--- START ---
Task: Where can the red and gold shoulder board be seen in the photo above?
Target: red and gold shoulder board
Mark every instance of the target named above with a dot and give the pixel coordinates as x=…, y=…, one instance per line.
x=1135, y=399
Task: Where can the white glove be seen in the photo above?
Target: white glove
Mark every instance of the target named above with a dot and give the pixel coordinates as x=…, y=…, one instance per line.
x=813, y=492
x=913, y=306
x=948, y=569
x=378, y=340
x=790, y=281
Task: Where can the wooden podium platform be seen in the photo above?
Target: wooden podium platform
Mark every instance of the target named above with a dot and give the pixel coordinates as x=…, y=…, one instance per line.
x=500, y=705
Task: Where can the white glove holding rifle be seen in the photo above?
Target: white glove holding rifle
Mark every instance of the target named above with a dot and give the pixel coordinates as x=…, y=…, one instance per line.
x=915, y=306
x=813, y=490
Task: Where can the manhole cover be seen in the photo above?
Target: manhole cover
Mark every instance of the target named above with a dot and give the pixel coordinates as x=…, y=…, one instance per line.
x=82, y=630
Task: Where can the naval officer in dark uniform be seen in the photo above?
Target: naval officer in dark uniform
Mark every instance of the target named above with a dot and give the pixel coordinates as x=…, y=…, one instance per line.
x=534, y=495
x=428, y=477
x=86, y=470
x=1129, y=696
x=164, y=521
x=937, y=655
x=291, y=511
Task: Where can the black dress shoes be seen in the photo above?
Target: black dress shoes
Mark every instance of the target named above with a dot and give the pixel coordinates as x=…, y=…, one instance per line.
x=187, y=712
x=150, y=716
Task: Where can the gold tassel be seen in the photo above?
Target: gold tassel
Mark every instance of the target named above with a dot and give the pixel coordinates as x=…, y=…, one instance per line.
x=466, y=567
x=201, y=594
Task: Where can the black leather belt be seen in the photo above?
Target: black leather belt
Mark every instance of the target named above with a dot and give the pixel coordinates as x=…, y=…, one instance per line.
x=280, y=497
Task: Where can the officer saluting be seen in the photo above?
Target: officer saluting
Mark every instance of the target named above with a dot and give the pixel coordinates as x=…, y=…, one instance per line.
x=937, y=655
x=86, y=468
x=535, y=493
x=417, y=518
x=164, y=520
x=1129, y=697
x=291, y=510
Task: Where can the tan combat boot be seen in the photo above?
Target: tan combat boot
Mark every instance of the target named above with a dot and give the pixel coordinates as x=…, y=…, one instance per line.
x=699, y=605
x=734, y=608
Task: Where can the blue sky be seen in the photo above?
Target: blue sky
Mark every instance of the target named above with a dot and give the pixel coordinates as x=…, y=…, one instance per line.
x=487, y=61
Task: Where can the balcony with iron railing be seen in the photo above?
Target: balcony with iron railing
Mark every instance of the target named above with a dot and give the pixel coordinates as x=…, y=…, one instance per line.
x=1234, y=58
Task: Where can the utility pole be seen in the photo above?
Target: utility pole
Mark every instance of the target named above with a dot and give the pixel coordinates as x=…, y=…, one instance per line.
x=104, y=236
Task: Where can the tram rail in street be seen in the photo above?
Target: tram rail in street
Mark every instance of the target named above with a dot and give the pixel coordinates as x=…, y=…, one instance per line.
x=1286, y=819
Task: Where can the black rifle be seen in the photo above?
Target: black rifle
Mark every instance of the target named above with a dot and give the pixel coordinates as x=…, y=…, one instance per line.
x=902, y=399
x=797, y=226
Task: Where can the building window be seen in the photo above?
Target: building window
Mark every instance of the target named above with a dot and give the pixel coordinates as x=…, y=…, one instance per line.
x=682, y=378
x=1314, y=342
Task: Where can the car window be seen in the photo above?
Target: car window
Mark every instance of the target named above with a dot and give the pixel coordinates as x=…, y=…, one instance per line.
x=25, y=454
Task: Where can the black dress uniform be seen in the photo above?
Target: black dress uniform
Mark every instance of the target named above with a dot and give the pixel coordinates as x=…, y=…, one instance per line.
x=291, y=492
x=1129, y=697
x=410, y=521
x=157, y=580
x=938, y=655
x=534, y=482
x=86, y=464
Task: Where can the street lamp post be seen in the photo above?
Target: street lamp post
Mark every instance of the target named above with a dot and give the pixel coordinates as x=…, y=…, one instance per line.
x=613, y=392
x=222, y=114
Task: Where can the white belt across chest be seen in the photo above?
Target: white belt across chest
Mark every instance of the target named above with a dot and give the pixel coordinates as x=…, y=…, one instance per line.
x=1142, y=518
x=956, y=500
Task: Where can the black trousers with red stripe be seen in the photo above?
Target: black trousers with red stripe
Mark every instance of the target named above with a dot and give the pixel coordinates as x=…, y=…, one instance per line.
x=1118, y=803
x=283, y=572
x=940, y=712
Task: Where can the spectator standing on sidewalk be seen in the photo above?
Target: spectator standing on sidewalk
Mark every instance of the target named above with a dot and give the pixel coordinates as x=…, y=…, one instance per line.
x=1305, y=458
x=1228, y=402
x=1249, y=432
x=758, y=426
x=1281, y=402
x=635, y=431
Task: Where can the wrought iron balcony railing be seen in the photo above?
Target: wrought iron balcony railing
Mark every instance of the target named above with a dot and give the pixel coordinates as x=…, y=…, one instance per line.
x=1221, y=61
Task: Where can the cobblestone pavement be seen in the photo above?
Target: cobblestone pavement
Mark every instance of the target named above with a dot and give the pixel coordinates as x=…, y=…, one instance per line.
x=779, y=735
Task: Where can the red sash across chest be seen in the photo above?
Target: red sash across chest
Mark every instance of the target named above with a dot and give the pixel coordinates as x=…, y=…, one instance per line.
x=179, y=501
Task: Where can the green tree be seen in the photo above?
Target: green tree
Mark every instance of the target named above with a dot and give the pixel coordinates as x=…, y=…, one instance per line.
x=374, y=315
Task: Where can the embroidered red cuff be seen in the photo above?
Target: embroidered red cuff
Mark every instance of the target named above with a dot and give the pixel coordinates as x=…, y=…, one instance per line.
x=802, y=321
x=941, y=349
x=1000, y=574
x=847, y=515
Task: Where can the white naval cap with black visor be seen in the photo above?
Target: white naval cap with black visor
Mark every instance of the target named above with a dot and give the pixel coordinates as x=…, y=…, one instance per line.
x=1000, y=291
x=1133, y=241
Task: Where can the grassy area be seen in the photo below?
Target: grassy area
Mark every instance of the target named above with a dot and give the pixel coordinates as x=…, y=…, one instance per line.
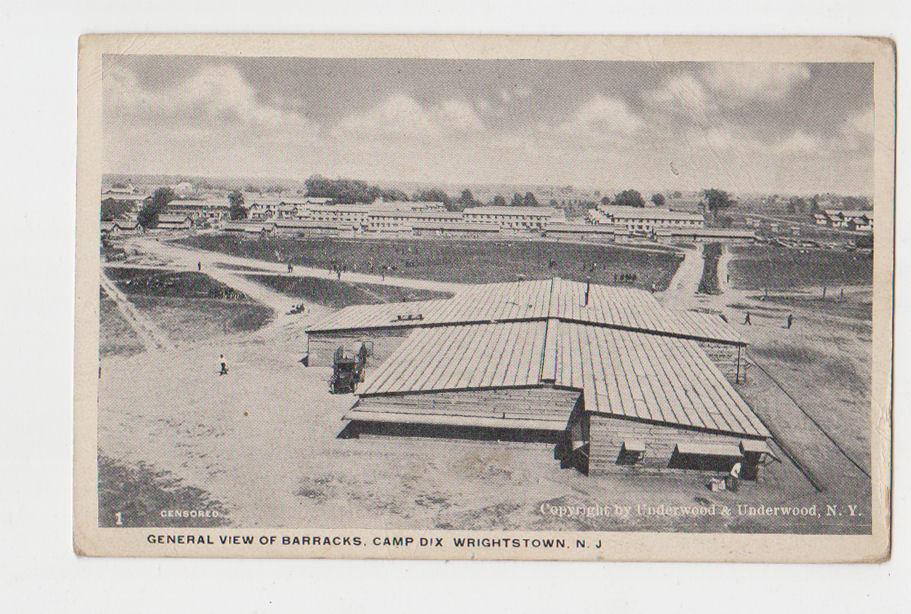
x=457, y=261
x=823, y=360
x=182, y=284
x=186, y=305
x=187, y=320
x=338, y=294
x=116, y=336
x=757, y=267
x=135, y=497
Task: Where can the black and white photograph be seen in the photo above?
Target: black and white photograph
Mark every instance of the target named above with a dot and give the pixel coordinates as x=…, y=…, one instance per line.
x=463, y=306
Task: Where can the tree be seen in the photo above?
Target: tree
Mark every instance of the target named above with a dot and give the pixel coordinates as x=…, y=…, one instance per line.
x=154, y=206
x=814, y=205
x=716, y=200
x=238, y=210
x=433, y=195
x=629, y=198
x=111, y=209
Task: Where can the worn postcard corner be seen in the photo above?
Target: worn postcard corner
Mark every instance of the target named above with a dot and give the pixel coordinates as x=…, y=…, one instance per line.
x=468, y=297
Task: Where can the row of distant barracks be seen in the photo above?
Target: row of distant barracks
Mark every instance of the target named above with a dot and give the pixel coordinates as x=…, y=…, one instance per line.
x=309, y=216
x=609, y=378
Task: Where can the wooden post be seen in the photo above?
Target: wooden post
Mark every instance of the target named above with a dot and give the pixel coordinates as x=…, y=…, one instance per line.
x=737, y=371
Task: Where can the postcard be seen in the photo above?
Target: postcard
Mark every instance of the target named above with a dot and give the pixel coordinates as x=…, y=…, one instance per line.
x=484, y=297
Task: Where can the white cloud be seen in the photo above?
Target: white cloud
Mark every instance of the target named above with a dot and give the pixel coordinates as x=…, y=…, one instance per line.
x=402, y=115
x=801, y=142
x=602, y=116
x=861, y=123
x=739, y=82
x=214, y=101
x=682, y=94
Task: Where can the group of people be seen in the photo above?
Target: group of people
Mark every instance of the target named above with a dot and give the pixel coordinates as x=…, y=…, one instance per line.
x=790, y=320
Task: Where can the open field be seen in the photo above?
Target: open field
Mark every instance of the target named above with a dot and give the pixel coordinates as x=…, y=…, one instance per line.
x=264, y=442
x=134, y=497
x=759, y=267
x=187, y=305
x=458, y=261
x=709, y=282
x=116, y=336
x=823, y=360
x=337, y=294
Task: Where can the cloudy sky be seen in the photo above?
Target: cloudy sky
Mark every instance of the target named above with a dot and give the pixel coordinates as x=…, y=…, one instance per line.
x=786, y=128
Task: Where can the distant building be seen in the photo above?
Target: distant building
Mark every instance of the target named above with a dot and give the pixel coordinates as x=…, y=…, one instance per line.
x=201, y=210
x=174, y=222
x=120, y=228
x=648, y=219
x=513, y=218
x=850, y=219
x=385, y=220
x=184, y=189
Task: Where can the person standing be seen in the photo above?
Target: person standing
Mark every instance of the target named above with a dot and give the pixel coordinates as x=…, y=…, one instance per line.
x=734, y=478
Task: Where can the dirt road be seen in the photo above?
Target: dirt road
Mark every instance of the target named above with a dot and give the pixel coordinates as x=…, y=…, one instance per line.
x=150, y=335
x=190, y=257
x=681, y=293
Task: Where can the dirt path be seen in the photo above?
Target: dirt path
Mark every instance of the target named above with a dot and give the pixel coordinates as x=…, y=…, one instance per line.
x=191, y=257
x=681, y=292
x=152, y=338
x=723, y=274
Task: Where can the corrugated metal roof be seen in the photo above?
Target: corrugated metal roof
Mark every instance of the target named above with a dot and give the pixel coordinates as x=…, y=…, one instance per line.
x=505, y=355
x=622, y=373
x=617, y=307
x=649, y=377
x=633, y=309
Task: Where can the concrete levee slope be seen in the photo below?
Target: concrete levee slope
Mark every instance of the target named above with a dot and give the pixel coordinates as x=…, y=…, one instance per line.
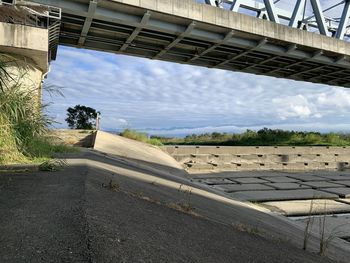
x=82, y=138
x=139, y=153
x=260, y=158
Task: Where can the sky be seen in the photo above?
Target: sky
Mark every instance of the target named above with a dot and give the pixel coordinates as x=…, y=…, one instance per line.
x=173, y=99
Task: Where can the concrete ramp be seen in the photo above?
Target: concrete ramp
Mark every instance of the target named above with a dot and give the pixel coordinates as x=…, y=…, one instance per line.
x=142, y=154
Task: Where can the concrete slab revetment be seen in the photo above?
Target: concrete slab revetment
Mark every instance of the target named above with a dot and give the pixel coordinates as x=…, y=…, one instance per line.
x=308, y=207
x=323, y=184
x=288, y=186
x=342, y=192
x=242, y=187
x=280, y=195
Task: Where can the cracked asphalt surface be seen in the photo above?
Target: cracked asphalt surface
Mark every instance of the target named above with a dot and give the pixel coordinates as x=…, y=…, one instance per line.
x=71, y=216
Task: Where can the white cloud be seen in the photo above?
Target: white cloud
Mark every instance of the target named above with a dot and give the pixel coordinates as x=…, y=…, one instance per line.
x=159, y=95
x=293, y=107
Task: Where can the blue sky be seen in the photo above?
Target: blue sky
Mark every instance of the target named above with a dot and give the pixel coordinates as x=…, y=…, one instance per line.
x=167, y=98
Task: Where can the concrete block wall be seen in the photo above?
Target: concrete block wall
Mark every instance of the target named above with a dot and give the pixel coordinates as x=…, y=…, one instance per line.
x=225, y=158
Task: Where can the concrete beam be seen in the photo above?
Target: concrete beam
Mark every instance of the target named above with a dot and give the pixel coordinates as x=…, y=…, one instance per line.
x=137, y=30
x=88, y=21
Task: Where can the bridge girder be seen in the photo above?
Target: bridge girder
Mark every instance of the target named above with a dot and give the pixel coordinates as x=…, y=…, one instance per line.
x=144, y=32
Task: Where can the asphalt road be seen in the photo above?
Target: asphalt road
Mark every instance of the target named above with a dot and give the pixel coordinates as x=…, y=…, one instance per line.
x=74, y=216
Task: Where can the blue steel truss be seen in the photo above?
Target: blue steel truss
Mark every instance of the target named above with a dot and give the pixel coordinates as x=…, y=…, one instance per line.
x=296, y=17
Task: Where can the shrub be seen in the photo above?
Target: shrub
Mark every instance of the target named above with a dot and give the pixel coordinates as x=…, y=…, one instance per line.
x=23, y=125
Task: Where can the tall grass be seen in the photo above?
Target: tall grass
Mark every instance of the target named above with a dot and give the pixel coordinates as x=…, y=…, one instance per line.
x=139, y=136
x=263, y=137
x=23, y=125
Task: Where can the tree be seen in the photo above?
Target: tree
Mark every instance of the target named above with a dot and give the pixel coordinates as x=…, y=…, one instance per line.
x=81, y=117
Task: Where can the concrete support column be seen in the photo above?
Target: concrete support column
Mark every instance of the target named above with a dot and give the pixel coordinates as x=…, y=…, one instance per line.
x=25, y=49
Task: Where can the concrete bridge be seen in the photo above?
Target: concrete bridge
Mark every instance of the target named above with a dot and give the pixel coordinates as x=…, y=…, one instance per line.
x=198, y=34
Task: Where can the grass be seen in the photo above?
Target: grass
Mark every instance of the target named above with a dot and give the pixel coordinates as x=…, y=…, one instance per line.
x=263, y=137
x=24, y=128
x=139, y=136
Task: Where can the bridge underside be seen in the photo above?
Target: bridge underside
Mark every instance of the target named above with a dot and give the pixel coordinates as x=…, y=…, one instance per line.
x=138, y=31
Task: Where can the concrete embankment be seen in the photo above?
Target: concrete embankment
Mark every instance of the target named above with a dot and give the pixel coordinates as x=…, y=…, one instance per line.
x=224, y=158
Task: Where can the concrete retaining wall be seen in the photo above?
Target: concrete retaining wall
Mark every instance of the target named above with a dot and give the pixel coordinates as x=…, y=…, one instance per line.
x=216, y=158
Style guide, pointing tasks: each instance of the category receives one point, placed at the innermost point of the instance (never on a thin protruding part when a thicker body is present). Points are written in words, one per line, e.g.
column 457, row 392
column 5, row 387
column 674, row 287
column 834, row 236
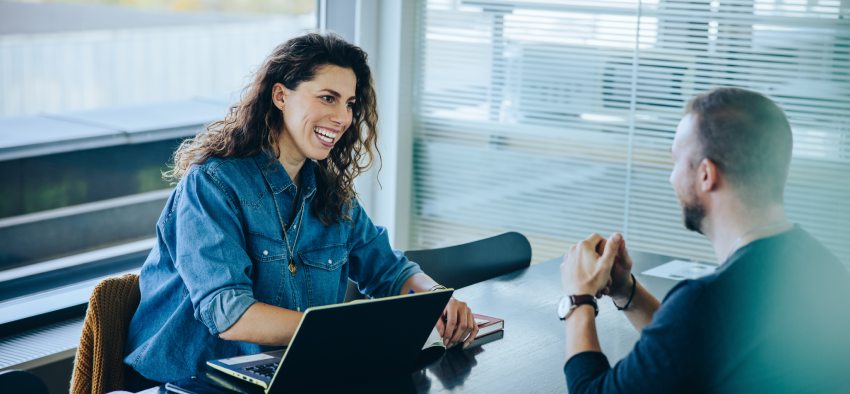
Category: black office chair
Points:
--- END ---
◆ **Requirement**
Copy out only the lines above from the one with "Target: blue steel truss" to the one with "Target: shrub", inclusive, exactly as they stand.

◆ **Exercise result**
Target: blue steel truss
Mark every instance of the target named above with a dot and give the pixel coordinates as x=…, y=…, one instance per line.
x=296, y=17
Task: Where can the shrub be seen in the photo above?
Target: shrub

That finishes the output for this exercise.